» Yönerge A
Kayıtların başından "(225, 79), (270, 187)" bulunan satıra kadar, o satır da dahil, her satırı olduğu gibi tekrar yazın. Resimleri yanıta katmayın.

Çekişmeli Boşanma Davası Dava Dilekçesi

Çekişmeli Boşanma Davası Dava Dilekçesi

Çekişmeli Boşanma Davası Dava Dilekçesi


Çekişmeli Boşanma Davası Dava Dilekçesi

 KAYSERİ 9.AİLE MAHKEMESİNE

DOSYA NO: 2022/***** E.

DAVACI: G**** U**(T.C.:****), *** Yahyalı/Kayseri

VEKİLİ: Avukat Gizem Gül Uzun

DAVALI: A*** U***(T.C.:***), **** Talas/Kayseri

KONU: 04.08.2022 tarihli dava dilekçesinin ISLAHI ile boşanmaya ilişkin iddialarımızdan ibarettir.

AÇIKLAMALAR:

Davalının cevap dilekçesinde belirtmiş olduğu hususlar gerçeği yansıtmamaktadır. Olaylar saptırılmış, müvekkilimize atfı kabil bir kusur olmadığı halde, müvekkilimiz evlilik birliğinin sona ermesinde kusurlu gösterilmeye çalışılmıştır. Evlilik birliğinin sarsılmasında müvekkil tamamen kusursuz olup; davalı tam kusurludur. Dava dilekçemizde zaten belirttiğimiz hususlara fazla değinmeden; davalının cevap dilekçesine karşı yasal süresi içerisinde cevaba cevap dilekçemizi sunuyoruz. Şöyle ki;

MÜVEKKİL, DAVALIYI DOĞRU DÜZGÜN TANIMADAN EVLENMEK ZORUNDA KALMIŞTIR.

Müvekkil, Kayseri'de endüstriyel temizlik ürünleri satan bir firmada çalışmaktaydı. Davalı da o dönem endüstriyel temizlik ürünleri satmaktaydı. Davalı ile müvekkilin yolları aynı sektörde çalışmalarından dolayı kesişmiştir.

» Görüntü kutusu etiketleme kayıtları

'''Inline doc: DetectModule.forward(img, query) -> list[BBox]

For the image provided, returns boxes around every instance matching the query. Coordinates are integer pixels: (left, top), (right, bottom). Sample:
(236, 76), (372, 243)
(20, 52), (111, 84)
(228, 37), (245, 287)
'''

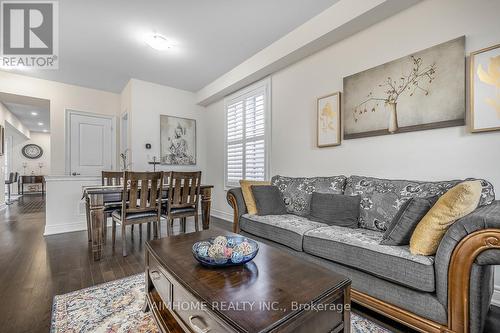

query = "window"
(225, 79), (270, 187)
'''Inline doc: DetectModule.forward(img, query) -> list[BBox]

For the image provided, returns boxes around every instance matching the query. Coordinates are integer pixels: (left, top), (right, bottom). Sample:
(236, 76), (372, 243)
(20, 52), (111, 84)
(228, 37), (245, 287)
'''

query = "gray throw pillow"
(380, 196), (439, 246)
(251, 185), (287, 215)
(309, 192), (361, 228)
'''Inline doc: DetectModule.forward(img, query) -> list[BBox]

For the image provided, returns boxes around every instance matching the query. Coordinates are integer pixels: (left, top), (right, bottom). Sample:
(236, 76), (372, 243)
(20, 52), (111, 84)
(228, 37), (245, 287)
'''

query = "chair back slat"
(122, 171), (163, 214)
(101, 171), (123, 186)
(168, 171), (201, 210)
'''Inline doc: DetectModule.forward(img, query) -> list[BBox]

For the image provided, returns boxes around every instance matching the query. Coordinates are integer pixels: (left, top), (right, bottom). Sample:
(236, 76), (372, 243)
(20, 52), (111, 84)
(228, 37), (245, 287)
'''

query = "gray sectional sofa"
(227, 176), (500, 333)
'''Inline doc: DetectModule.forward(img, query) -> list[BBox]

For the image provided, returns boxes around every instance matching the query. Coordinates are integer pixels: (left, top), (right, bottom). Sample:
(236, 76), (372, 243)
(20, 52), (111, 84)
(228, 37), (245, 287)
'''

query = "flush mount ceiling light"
(146, 34), (175, 51)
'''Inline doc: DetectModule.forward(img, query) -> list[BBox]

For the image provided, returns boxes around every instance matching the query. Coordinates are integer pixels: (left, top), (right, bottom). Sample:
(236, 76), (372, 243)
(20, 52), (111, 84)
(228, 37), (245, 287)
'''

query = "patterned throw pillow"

» Yönerge B
Dilekçede "Davalının cevap dilekçesinde" ifadesinden "çalışmalarından dolayı kesişmiştir." ifadesine kadar olan bölümü, bu ifade de dahil, yeniden yazın ve "endüstriyel temizlik ürünleri" ifadesini "inşaat malzemeleri" ile değiştirin.

» Örnek Yanıt A
'''Inline doc: DetectModule.forward(img, query) -> list[BBox]

For the image provided, returns boxes around every instance matching the query. Coordinates are integer pixels: (left, top), (right, bottom). Sample:
(236, 76), (372, 243)
(20, 52), (111, 84)
(228, 37), (245, 287)
'''


query = "window"
(225, 79), (270, 187)

» Örnek Yanıt B
Davalının cevap dilekçesinde belirtmiş olduğu hususlar gerçeği yansıtmamaktadır. Olaylar saptırılmış, müvekkilimize atfı kabil bir kusur olmadığı halde, müvekkilimiz evlilik birliğinin sona ermesinde kusurlu gösterilmeye çalışılmıştır. Evlilik birliğinin sarsılmasında müvekkil tamamen kusursuz olup; davalı tam kusurludur. Dava dilekçemizde zaten belirttiğimiz hususlara fazla değinmeden; davalının cevap dilekçesine karşı yasal süresi içerisinde cevaba cevap dilekçemizi sunuyoruz. Şöyle ki;

MÜVEKKİL, DAVALIYI DOĞRU DÜZGÜN TANIMADAN EVLENMEK ZORUNDA KALMIŞTIR.

Müvekkil, Kayseri'de inşaat malzemeleri satan bir firmada çalışmaktaydı. Davalı da o dönem inşaat malzemeleri satmaktaydı. Davalı ile müvekkilin yolları aynı sektörde çalışmalarından dolayı kesişmiştir.